● THE DATA
● ● ● ●
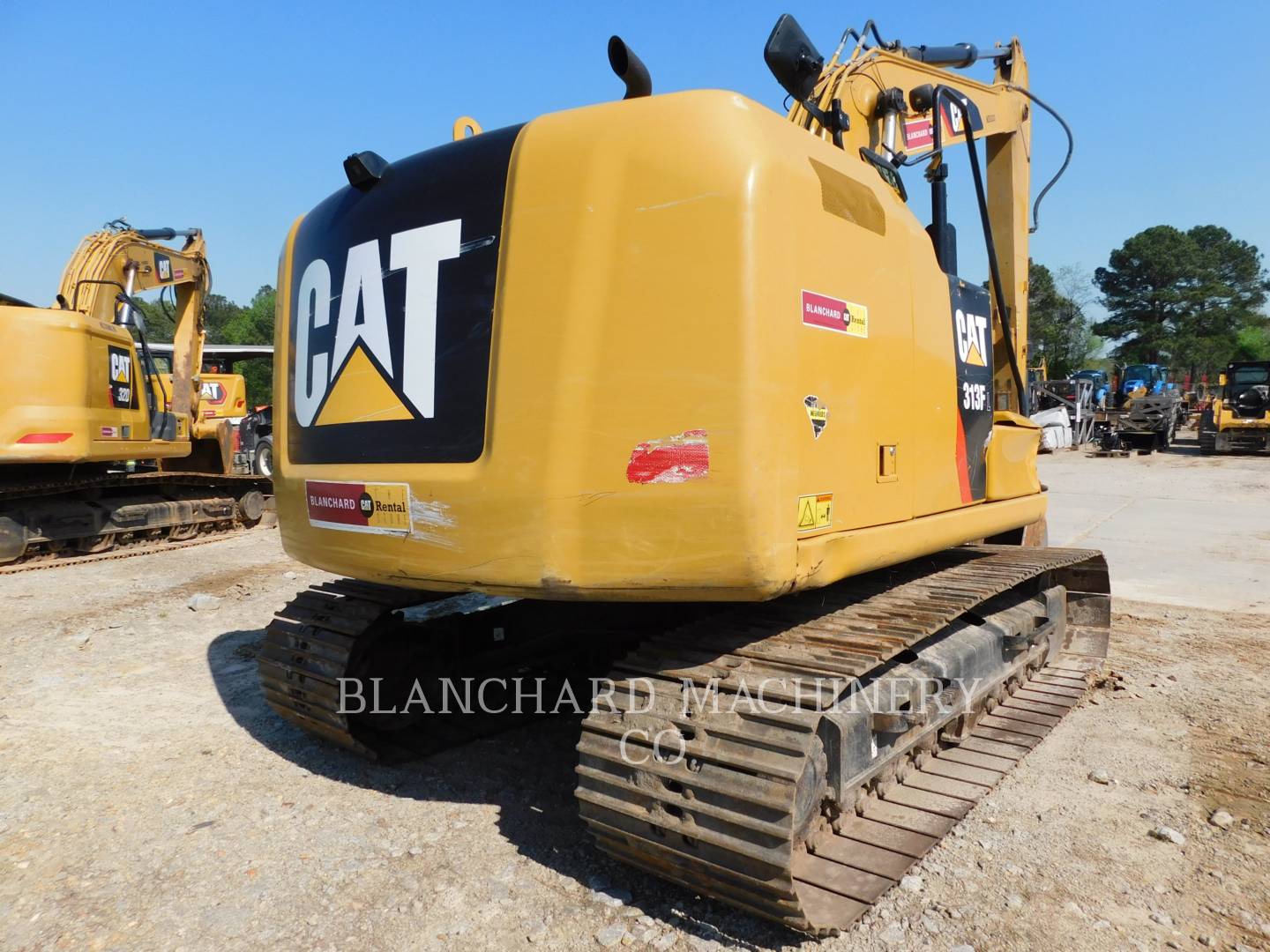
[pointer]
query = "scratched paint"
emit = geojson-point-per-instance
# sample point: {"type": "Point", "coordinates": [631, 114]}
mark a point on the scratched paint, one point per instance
{"type": "Point", "coordinates": [430, 521]}
{"type": "Point", "coordinates": [678, 458]}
● ● ● ●
● TASK OBJECTIVE
Using the data above, print every line exactly, omitting pictures.

● SOLVED PROBLEM
[pointer]
query = "scratched paint"
emit = geojson-point-per-instance
# sample point: {"type": "Point", "coordinates": [631, 114]}
mark a point on the scratched paint, one point per instance
{"type": "Point", "coordinates": [430, 521]}
{"type": "Point", "coordinates": [678, 458]}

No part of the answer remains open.